[[ PASSAGE FOR REVIEW open ]]

What is grounding and why should you do it?

Grounding is the type of meditation that helps put you back in touch with the present moment by focusing attention on the physical world around you.

Grounding techniques are competing and work well to counteract the intense, negative sensations of anxiety, panic, trauma, and stress.

These techniques help redirect their attention away from events and thoughts triggering their symptoms toward a 'safer' space where they can react in a more meaningful, controlled manner.

One of the primary difficulties is the act of staying focused during your mindfulness actives.

If you have ever tried a meditation session, then you have probably experienced one of many of these common experiences: a wandering mind, boredom, or what’s known as the monkey mind. In all of these experiences, your thoughts are no longer directed toward the task of mindfulness but focused elsewhere instead.

Monkey mind describes an especially agitated state where attention jumps rapidly from one thing to the next, like an excited monkey. Mind-wandering happens at a slower pace.

If you haven’t experienced monkey mind while meditating, you may have experienced something similar during periods of extreme stress or anxiety where you feel like your thoughts are racing and you can’t concentrate.


Drifting Thoughts

The most important technique is being aware of what your mind is doing. If you are not aware that your mind is drifting or you have lost your train of thought, then you will not be able to implement the four basic grounding techniques.


Object Focus

Choose an object to intentionally direct your attention toward. This object doesn’t have to be external, it can be useful within that moment…your breath, your body, or external stimuli


Body Scan

Focus on different parts of your body. Scanning your body from toe to head or by following the sensations that you are experiencing.

[[ PASSAGE FOR REVIEW closed ]]
[[ DATASET EXCERPTS open ]]

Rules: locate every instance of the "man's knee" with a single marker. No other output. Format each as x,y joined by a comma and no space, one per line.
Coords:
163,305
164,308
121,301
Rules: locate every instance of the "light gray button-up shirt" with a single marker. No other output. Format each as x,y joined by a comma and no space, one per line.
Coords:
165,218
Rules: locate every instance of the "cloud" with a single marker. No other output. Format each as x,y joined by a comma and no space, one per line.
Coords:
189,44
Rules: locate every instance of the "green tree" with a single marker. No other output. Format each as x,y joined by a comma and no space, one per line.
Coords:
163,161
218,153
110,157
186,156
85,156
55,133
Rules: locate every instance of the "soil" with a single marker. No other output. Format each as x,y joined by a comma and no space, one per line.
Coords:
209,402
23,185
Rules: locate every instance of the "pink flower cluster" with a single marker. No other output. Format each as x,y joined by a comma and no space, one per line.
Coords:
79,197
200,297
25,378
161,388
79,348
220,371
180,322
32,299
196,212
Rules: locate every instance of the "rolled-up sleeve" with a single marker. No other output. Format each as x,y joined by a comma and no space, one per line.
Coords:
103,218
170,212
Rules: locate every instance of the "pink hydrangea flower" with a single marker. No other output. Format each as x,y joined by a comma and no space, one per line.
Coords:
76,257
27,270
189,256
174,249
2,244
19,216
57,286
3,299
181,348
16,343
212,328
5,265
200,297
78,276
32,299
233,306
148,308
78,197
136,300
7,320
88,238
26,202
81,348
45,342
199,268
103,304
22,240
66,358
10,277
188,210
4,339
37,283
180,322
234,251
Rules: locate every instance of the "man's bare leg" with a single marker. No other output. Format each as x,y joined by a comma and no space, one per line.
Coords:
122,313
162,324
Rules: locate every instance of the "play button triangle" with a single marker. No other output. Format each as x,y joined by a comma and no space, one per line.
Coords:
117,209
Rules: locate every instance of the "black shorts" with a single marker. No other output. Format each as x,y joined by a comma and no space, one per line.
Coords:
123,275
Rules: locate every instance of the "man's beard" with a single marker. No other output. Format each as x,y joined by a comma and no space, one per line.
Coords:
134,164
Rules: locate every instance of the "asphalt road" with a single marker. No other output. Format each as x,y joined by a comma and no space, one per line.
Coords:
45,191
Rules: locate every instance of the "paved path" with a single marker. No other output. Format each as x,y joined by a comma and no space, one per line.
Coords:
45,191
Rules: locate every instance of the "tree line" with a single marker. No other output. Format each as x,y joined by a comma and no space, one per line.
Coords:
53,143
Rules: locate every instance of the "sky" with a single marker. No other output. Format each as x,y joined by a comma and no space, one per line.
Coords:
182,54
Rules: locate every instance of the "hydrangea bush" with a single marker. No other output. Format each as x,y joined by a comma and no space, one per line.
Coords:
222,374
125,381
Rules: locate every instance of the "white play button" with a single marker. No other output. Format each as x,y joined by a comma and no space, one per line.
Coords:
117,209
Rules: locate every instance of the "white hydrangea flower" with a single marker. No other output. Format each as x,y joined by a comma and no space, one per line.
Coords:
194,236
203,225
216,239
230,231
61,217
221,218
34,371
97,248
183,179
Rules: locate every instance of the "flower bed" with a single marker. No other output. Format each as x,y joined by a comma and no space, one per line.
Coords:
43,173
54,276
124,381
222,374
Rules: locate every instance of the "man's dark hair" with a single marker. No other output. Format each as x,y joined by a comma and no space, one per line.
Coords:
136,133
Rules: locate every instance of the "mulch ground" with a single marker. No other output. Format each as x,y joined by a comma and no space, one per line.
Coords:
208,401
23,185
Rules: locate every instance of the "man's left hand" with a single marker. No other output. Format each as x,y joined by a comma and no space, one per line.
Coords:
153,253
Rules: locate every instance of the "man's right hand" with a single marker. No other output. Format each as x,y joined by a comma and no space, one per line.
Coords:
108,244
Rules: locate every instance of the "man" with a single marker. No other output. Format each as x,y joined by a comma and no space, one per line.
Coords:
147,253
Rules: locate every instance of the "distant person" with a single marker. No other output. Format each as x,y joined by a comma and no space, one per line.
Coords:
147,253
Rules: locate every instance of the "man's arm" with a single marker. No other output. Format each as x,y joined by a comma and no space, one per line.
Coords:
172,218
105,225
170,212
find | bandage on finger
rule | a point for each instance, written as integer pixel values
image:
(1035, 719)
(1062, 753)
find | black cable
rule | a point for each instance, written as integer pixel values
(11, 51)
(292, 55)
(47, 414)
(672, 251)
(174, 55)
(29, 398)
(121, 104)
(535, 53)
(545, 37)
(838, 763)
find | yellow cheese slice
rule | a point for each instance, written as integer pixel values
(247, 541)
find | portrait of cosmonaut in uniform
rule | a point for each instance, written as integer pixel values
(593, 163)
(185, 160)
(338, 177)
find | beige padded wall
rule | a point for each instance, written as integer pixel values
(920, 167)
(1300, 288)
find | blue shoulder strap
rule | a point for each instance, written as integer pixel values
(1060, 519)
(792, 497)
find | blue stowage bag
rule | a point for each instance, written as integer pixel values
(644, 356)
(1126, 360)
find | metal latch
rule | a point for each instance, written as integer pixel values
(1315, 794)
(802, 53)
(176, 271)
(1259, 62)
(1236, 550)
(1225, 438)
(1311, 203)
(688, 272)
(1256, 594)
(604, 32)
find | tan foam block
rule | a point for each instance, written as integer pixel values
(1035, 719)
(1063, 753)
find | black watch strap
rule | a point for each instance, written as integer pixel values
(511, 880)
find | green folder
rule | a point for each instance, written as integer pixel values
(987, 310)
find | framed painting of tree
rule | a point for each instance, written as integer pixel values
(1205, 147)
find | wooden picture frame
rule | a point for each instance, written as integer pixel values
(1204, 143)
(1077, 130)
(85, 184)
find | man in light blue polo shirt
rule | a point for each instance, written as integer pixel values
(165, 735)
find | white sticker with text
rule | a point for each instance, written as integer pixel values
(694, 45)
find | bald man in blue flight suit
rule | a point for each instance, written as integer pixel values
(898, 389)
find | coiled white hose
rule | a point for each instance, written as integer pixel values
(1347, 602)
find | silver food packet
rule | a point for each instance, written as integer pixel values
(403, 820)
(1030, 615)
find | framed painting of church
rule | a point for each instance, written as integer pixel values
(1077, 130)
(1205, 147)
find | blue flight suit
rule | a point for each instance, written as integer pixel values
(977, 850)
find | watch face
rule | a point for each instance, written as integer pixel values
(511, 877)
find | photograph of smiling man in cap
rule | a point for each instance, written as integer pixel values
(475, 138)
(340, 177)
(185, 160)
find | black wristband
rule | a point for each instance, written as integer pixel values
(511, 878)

[[ DATASET EXCERPTS closed ]]

* _EXERCISE TASKS_:
A – According to the passage on grounding, what does "monkey mind" describe?
B – Does each statement agree with the passage on grounding? Answer yes or no, quoting the words that decide it.
(i) Mind-wandering moves at a slower pace than monkey mind.
(ii) The object chosen for focus must be something external.
(iii) A body scan can move from toe to head.
C – Extend the passage on grounding, starting after its last sentence.
The data items are separate material, not part of the passage on grounding.

* _ANSWERS PROVIDED_:
A – An especially agitated state where attention jumps rapidly from one thing to the next, like an excited monkey.

B –
(i) Yes: "Mind-wandering happens at a slower pace."
(ii) No: "This object doesn’t have to be external"
(iii) Yes: "Scanning your body from toe to head"

C –
Breath Focus

Maintain your focus on controlled inhalation and exhalation while counting your breaths. Beginning shifting your focus to your breath, inhale for 3, exhale for 3.


Awareness to stimuli

Find a small stone and run your fingers over the stone; concentrating on texture, temperature, and shape.

You can also press your feet into the ground, feeling your feet connect to the ground. How the ground exerts a constant pressure back.

Sit in a comfortable position, closing your eyes, slowly inhaling through your nose for 3 seconds. Exhaling for the same in a controlled manner. Feeling the air entering your nose, and exhaling out your mouth. Concentrating on your breath, counting your inhalation and exhaling. Keeping this up for 3 minutes.

Techniques for managing anxiety

Anxiety typically presents with a feeling of restlessness, becoming tired quickly, struggling to concentrate, feeling irritable, having sleep disturbances.

  • breathing exercises

  • remaining oriented within your surroundings.

  • coloring

  • positive affirmations

Techniques for managing panic attacks

Some grounding techniques are used in conjunction with mindfulness activities, and can be extremely useful for managing anxiety and panic attacks: Grounding techniques result in heightened attention and focus, rather than the feedback loop that occurs with anxiety.